* **GIVEN PASSAGE**

╔══

YOUNGSTOWN — Even though it is well past the deadline to request assistance, Gov. Mike DeWine asked the U.S. Small Business Administration to provide low-interest loans to businesses impacted by the May 28 gas explosion at the former Realty Tower in downtown Youngstown.

The Realty explosion “caused significant economic injury to its neighboring downtown businesses,” DeWine wrote Monday in a letter to SBA Director Edward Fears.

Businesses surveyed by the Ohio and Mahoning County Emergence Management agencies “have either had to dismiss employees or reduce employees’ hours” because of the explosion, DeWine wrote.

A survey of the affected businesses showed that at least five of them “in the disaster area have suffered substantial economic injury as a result of the disaster and are in need of financial assistance not otherwise available on reasonable terms.”

The Ohio EMA didn’t provide names Monday of the businesses impacted, but DeWine’s letter stated “several restaurants depend on heavy foot traffic” for downtown offices.

Under SBA rules, DeWine had to submit a request within 60 days of the disaster for the SBA Economic Injury Disaster Loan program funding. Monday is more than two months past that July 27 deadline.

In the letter, DeWine acknowledged that missed deadline, adding that the state is “engaged in multiple response and recovery efforts, including four significant severe storm and tornado events and assisting first responders with public safety issues in Springfield.”

Those responses wouldn’t have interfered with any state request to SBA for Realty.

But DeWine wrote: “The demolition of the building that experienced the explosion was ongoing through Sept. 25, severely limiting access to parking and pedestrian walkways. The restricted access caused economic injury to the neighboring businesses which then needed to be documented and provided to Ohio Emergency Management Agency to be included with this request.”

The Realty demolition work didn’t start until July 12 and finished Sept. 25.

State Sen. Al Cutrona, R-Canfield, said the Realty explosion “was devastating to many businesses in downtown Youngstown. I appreciate Gov. DeWine’s leadership and request for assistance for businesses that were significantly impacted. I also urge the U.S. SBA to issue low-interest loans to those businesses.”

A May 28 gas explosion caused significant damage to the 13-story Realty Tower on East Federal Street. The blast killed Akil Drake, who worked at the Chase Bank on the building’s ground floor, and injured nine others. Building owner YO Properties 47 LLC decided June 17 to demolish the 23-apartment structure, with work starting almost a month later.

╚══

* **WRITTEN TASK**
Quote the Realty Tower article exactly, starting at "The Ohio EMA" and ending at "July 27 deadline.". Rely solely on the Realty Tower article for the work that follows.

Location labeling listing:
╔══

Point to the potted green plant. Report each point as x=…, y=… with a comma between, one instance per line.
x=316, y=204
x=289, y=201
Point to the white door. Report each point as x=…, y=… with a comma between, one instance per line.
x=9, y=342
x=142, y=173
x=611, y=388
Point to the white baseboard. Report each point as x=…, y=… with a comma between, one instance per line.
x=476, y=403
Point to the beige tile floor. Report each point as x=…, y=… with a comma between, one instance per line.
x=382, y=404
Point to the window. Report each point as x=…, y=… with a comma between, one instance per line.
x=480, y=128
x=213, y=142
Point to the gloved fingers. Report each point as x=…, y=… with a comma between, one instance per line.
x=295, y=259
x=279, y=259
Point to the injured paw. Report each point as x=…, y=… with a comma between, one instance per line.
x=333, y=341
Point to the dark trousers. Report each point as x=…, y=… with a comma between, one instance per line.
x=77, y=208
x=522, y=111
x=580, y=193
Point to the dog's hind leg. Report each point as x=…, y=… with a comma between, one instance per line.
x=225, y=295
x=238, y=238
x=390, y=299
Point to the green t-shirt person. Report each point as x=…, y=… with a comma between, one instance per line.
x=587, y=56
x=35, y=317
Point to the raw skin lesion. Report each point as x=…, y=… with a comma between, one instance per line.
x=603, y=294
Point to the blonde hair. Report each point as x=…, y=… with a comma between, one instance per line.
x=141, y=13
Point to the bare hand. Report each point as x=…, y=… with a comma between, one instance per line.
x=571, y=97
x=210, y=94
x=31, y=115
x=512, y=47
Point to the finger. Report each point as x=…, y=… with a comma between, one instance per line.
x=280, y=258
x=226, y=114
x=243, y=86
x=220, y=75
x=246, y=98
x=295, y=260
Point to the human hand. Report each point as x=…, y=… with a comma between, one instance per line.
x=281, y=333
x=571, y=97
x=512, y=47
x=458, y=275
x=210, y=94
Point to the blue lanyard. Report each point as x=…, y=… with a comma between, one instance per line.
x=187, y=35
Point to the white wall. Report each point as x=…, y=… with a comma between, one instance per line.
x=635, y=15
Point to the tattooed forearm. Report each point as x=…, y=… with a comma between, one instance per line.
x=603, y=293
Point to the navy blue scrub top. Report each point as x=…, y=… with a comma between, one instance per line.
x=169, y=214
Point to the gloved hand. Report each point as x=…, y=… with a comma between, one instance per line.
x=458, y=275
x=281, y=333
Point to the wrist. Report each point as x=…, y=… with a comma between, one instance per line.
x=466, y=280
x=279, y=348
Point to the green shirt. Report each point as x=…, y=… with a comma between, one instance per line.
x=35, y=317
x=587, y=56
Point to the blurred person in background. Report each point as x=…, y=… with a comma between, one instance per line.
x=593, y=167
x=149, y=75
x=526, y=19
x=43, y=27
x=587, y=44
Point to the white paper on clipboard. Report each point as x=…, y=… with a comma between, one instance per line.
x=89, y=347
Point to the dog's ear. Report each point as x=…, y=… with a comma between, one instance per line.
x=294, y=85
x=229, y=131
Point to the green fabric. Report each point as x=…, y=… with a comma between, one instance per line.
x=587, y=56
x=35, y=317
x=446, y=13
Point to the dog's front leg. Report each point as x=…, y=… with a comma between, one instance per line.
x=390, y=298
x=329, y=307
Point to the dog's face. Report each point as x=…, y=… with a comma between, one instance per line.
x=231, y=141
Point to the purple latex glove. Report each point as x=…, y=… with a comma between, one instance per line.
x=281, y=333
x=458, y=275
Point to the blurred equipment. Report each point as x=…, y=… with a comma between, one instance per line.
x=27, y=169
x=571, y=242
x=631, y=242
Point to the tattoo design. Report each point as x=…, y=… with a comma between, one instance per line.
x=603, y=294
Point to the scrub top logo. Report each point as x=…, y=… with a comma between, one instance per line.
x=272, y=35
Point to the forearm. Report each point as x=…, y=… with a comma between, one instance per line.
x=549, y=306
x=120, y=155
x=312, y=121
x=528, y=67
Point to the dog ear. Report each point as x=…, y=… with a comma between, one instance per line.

╚══

* **RESULT OF THE TASK**
The Ohio EMA didn’t provide names Monday of the businesses impacted, but DeWine’s letter stated “several restaurants depend on heavy foot traffic” for downtown offices.

Under SBA rules, DeWine had to submit a request within 60 days of the disaster for the SBA Economic Injury Disaster Loan program funding. Monday is more than two months past that July 27 deadline.